● **Metin Alıntısı**
Allah için düşünün kardeşlerim

“Selam”

 

(3 – AL’İ İMRAN 28:)

لاَّ يَتَّخِذِ الْمُؤْمِنُونَ الْكَافِرِينَ  أَوْلِيَاء مِن دُوْنِ الْمُؤْمِنِينَ وَمَن يَفْعَلْ ذَلِكَ فَلَيْسَ مِنَ اللّهِ  فِي شَيْءٍ إِلاَّ أَن تَتَّقُواْ مِنْهُمْ تُقَاةً وَيُحَذِّرُكُمُ اللّهُ  نَفْسَهُ وَإِلَى اللّهِ الْمَصِيرُ

Mü’minler, mü’minlerden başkasını kâfirleri dost edinmesin. Kim bunu yaparsa, o Allah’dan bir şeyin içinde değildir. Ve Allah, sizi kendisinden sakındırır. Ve dönüş Allah’adır.

 

(2 – BAKARA 257:)

اللّهُ وَلِيُّ الَّذِينَ آمَنُواْ يُخْرِجُهُم مِّنَ الظُّلُمَاتِ إِلَى النُّوُرِ وَالَّذِينَ كَفَرُواْ أَوْلِيَآؤُهُمُ الطَّاغُوتُ يُخْرِجُونَهُم مِّنَ النُّورِ إِلَى الظُّلُمَاتِ أُوْلَئِكَ أَصْحَابُ النَّارِ هُمْ فِيهَا خَالِدُونَ

Allah, âmenû olanların dostudur, onları zulmetten nura çıkarır. Ve kâfirlerin dostları taguttur, onları nurdan zulmete çıkarırlar. İşte onlar, ateş ehlidir. Onlar, orada ebedî kalacak olanlardır.

 

(2 – BAKARA 40:)

يَا بَنِي إِسْرَائِيلَ اذْكُرُواْ نِعْمَتِيَ  الَّتِي أَنْعَمْتُ عَلَيْكُمْ وَأَوْفُواْ بِعَهْدِي أُوفِ بِعَهْدِكُمْ  وَإِيَّايَ فَارْهَبُونِ

Ey İsrailoğulları! Sizi ni’metlendirdiğim o ni’metimi hatırlayın ve ahdimi  yerine getirin. Ve Ben de size olan ahdimi yerine getireyim. Ve artık sadece benden korkun.

 

(2 – BAKARA 59:)

(Nesne konumlarına ilişkin veri kümesi kayıtları)
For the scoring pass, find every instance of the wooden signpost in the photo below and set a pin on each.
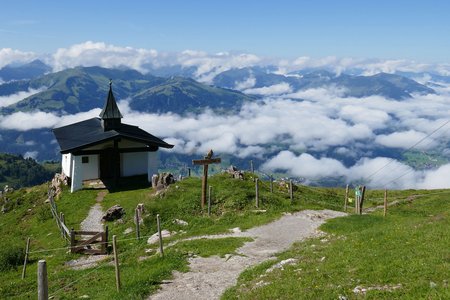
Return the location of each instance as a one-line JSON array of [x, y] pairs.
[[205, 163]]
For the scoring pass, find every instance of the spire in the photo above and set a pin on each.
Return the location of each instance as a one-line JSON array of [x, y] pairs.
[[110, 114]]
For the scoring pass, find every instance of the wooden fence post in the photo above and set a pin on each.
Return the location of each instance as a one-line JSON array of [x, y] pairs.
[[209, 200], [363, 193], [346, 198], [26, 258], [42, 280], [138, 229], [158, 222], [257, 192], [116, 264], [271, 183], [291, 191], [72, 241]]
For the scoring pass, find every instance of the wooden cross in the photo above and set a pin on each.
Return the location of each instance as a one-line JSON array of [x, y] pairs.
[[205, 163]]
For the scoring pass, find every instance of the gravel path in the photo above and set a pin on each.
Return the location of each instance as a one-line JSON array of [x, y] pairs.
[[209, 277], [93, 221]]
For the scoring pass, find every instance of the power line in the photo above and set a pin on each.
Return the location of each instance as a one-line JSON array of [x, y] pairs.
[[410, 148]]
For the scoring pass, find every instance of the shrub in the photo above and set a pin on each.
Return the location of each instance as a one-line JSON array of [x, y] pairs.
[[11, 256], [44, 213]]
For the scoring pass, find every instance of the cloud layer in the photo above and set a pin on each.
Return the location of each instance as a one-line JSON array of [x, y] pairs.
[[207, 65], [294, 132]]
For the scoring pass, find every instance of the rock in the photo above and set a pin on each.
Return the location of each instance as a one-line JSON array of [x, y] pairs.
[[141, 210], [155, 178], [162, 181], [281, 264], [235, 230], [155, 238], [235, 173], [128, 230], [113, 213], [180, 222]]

---

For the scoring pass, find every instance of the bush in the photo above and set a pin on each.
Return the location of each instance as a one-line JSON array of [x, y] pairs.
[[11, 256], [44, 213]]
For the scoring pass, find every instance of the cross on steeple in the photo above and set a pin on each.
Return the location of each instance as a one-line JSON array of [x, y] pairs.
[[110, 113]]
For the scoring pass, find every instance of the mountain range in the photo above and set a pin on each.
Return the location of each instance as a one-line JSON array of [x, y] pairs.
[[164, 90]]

...

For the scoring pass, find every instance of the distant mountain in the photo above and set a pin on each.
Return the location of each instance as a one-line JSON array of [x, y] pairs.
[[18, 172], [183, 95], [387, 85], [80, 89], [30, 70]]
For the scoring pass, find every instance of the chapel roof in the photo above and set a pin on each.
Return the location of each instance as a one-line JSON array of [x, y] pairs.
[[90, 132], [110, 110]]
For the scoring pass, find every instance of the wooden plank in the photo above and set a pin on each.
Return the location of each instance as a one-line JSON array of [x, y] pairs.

● **Alıştırmalar**
1. Ayet metninde parantez içinde verilen bütün sure ve ayet kaynaklarını sıralayın.
2. Aşağıdaki ifadeler ayet metniyle uyuşuyor mu? Her biri için evet ya da hayır deyin ve karar veren sözleri metinden aynen alıntılayın.
(a) Bakara 257'nin çevirisine göre Allah, iman edenleri karanlıktan aydınlığa çıkarır.
(b) Al'i İmran 28'in çevirisi, mü'minlerin kâfirleri dost edinmesine izin verir.
(c) Bakara 40'ın çevirisi İsrailoğullarına seslenir.
3. Ayet metnini kaldığı yerden sürdürün.

● **Alıştırma Cevapları**
1.
- 3 – AL’İ İMRAN 28
- 2 – BAKARA 257
- 2 – BAKARA 40
- 2 – BAKARA 59

2.
(a) Evet: "Allah, âmenû olanların dostudur, onları zulmetten nura çıkarır."
(b) Hayır: "Mü’minler, mü’minlerden başkasını kâfirleri dost edinmesin."
(c) Evet: "Ey İsrailoğulları!"

3.
فَبَدَّلَ الَّذِينَ ظَلَمُواْ قَوْلاً غَيْرَ  الَّذِي قِيلَ لَهُمْ فَأَنزَلْنَا عَلَى الَّذِينَ ظَلَمُواْ رِجْزاً مِّنَ  السَّمَاء بِمَا كَانُواْ يَفْسُقُونَ

Böylece o zalimler, sözleri, kendilerine söylenenden başka bir sözle  değiştirdiler. Bunun üzerine Biz de, fıska düştüklerinden dolayı o zulmedenlerin üzerine gökten korkunç bir azap indirdik.

 

(39-Zümer 28:)

قُرآنًا عَرَبِيًّا غَيْرَ ذِي عِوَجٍ  لَّعَلَّهُمْ يَتَّقُونَ

Bu, çelişkisi  olmayan Arapça Kur’ân’dır. Umulur ki onlar, böylece takva sahibi olurlar.

 

(3-AL’İ İMRAN 119:)

هَاأَنتُمْ أُوْلاء تُحِبُّونَهُمْ وَلاَ  يُحِبُّونَكُمْ وَتُؤْمِنُونَ بِالْكِتَابِ كُلِّهِ وَإِذَا لَقُوكُمْ قَالُواْ  آمَنَّا وَإِذَا خَلَوْاْ عَضُّواْ عَلَيْكُمُ الأَنَامِلَ مِنَ الْغَيْظِ قُلْ  مُوتُواْ بِغَيْظِكُمْ إِنَّ اللّهَ عَلِيمٌ بِذَاتِ الصُّدُورِ

İşte siz böylesiniz, siz onları seversiniz ve onlar sizi sevmezler ve siz kitabın tamamına îmân edersiniz. Ve sizinle karşılaşınca “biz îmân ettik”  dediler, “Muhakkak ki Allah, sinelerde olanı en iyi  bilendir.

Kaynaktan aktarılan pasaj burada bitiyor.